▶ **Task requirements**
Your task is to return the span of lines beginning at the one with "the white lane" and ending at the last line of the data, exactly as it stands.

Start of Dataset excerpts

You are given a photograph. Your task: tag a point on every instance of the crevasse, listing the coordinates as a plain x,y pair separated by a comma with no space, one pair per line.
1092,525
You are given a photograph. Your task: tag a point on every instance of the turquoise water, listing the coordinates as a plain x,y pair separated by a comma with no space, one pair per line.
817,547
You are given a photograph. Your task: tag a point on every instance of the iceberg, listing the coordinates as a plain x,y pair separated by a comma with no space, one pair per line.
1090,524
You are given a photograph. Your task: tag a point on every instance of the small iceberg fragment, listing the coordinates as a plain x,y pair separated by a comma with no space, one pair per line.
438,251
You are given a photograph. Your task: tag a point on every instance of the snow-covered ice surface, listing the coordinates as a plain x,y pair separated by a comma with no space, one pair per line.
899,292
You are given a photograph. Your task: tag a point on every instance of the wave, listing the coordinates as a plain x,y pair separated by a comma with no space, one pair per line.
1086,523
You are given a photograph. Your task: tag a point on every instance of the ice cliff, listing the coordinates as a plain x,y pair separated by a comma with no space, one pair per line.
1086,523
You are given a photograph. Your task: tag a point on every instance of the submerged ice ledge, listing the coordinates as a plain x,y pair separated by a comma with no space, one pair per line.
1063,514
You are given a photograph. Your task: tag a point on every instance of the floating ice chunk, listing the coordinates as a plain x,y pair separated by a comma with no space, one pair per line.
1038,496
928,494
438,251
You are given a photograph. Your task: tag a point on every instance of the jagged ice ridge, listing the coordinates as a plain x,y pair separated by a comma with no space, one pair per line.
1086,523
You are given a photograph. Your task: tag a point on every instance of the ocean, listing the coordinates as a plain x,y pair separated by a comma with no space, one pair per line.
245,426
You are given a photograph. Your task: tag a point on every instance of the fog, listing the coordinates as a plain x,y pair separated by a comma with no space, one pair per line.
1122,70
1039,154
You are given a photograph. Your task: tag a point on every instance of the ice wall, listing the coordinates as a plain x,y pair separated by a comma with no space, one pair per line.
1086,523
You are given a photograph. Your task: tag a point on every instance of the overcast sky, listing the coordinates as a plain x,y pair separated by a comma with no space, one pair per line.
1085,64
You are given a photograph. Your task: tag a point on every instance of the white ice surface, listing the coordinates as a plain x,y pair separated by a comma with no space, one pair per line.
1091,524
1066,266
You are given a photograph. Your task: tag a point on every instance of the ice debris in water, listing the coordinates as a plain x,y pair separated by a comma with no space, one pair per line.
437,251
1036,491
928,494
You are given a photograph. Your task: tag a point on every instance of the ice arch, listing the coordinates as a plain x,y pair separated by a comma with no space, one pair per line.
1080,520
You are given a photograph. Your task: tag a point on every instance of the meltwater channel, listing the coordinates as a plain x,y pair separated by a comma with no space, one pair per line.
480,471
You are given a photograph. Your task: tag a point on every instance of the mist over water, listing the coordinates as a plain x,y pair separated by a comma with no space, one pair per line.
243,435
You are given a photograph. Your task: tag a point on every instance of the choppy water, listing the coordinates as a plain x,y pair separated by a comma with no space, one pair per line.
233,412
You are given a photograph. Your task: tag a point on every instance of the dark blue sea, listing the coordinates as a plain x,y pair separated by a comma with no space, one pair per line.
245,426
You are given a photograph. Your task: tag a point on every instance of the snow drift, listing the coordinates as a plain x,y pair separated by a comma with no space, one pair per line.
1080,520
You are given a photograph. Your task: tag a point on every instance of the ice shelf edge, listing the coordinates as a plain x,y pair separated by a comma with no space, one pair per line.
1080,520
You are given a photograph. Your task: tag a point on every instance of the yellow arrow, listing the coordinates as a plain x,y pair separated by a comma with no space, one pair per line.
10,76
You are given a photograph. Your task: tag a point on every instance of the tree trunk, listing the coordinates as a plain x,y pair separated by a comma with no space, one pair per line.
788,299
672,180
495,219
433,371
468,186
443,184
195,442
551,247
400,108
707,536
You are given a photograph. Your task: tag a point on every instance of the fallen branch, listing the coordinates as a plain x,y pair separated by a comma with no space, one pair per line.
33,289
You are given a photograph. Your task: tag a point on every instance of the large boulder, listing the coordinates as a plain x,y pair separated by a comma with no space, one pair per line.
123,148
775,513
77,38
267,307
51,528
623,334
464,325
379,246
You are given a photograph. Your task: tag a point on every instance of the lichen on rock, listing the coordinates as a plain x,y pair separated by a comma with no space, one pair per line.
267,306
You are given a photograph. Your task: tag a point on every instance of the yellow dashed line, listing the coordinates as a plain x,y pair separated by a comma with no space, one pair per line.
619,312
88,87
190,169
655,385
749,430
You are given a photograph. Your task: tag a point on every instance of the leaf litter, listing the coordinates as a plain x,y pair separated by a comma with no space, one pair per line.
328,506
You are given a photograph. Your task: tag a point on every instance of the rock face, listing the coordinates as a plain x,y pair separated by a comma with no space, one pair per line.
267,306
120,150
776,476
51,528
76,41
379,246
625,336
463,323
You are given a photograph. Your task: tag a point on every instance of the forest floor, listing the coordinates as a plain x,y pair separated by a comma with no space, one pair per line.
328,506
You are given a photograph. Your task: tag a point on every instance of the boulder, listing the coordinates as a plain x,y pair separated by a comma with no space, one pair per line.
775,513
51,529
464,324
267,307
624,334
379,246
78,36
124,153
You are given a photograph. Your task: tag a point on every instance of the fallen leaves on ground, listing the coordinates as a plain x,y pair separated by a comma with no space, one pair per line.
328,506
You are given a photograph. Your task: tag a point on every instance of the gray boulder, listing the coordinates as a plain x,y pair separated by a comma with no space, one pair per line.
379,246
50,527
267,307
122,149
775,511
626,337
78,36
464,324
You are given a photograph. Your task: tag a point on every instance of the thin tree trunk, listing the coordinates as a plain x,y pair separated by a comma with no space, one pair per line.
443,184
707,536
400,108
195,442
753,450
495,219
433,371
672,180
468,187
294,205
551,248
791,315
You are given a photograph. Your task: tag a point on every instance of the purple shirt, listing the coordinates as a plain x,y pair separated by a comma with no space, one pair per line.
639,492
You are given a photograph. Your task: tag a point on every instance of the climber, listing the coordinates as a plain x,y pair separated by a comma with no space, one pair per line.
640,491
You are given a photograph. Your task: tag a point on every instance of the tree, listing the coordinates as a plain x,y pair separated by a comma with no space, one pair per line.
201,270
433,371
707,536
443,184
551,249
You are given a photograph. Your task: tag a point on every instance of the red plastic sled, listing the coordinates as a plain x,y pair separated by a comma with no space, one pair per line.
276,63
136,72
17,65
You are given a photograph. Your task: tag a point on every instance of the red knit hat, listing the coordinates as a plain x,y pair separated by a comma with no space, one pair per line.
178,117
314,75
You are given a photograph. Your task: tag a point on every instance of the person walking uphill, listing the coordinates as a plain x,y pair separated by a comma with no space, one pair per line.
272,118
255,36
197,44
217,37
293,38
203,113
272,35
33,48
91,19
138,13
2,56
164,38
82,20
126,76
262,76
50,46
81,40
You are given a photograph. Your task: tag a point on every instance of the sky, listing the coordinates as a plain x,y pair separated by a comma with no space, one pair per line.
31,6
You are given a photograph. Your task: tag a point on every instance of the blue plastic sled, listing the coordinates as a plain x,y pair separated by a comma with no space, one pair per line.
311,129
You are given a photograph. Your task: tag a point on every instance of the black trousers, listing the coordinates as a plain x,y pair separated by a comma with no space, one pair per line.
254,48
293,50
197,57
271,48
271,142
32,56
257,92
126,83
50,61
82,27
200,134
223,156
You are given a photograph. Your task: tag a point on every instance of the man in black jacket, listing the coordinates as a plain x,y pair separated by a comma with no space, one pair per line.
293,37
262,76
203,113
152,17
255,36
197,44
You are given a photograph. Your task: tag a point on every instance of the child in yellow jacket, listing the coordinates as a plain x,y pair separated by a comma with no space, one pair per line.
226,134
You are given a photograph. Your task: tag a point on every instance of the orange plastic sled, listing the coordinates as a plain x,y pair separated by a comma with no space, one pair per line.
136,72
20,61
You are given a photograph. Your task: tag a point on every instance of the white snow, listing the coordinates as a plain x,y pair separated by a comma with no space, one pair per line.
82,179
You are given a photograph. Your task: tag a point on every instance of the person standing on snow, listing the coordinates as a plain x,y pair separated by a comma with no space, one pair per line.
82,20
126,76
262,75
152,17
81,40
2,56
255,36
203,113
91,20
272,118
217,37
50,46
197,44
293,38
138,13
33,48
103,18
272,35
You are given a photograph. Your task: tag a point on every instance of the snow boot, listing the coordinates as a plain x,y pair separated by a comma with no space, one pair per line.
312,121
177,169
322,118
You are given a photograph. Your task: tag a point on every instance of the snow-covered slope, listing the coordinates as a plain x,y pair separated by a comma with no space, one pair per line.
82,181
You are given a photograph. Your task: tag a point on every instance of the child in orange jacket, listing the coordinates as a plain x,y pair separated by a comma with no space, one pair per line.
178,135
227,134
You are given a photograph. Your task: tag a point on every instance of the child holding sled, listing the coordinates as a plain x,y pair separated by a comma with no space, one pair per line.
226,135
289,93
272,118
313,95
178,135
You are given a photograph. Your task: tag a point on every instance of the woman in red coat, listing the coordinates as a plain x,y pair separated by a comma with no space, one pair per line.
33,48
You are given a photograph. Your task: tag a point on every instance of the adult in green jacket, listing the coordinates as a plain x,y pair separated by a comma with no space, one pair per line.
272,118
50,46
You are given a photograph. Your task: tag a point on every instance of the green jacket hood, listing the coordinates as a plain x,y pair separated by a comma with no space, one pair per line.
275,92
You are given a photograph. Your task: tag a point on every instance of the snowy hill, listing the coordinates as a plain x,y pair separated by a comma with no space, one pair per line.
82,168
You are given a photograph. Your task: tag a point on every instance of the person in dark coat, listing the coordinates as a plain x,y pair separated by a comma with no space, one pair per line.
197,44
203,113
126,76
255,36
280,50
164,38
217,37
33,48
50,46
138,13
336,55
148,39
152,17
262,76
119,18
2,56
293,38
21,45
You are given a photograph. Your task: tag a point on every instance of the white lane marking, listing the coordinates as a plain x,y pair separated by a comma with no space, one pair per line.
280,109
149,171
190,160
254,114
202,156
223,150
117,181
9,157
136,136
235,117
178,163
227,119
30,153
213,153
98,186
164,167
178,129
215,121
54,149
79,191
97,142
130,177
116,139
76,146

End of Dataset excerpts

▶ **Output of the task**
You are given a photograph. Your task: tag a point on every instance of the white lane marking, listing the coordinates as a plain x,y pair separated by a comma with no space, one pair per line.
280,109
149,171
190,160
254,114
202,156
223,150
117,181
9,157
136,136
235,117
178,163
227,119
30,153
213,153
98,186
164,167
178,129
215,121
54,149
79,191
97,142
130,177
116,139
76,146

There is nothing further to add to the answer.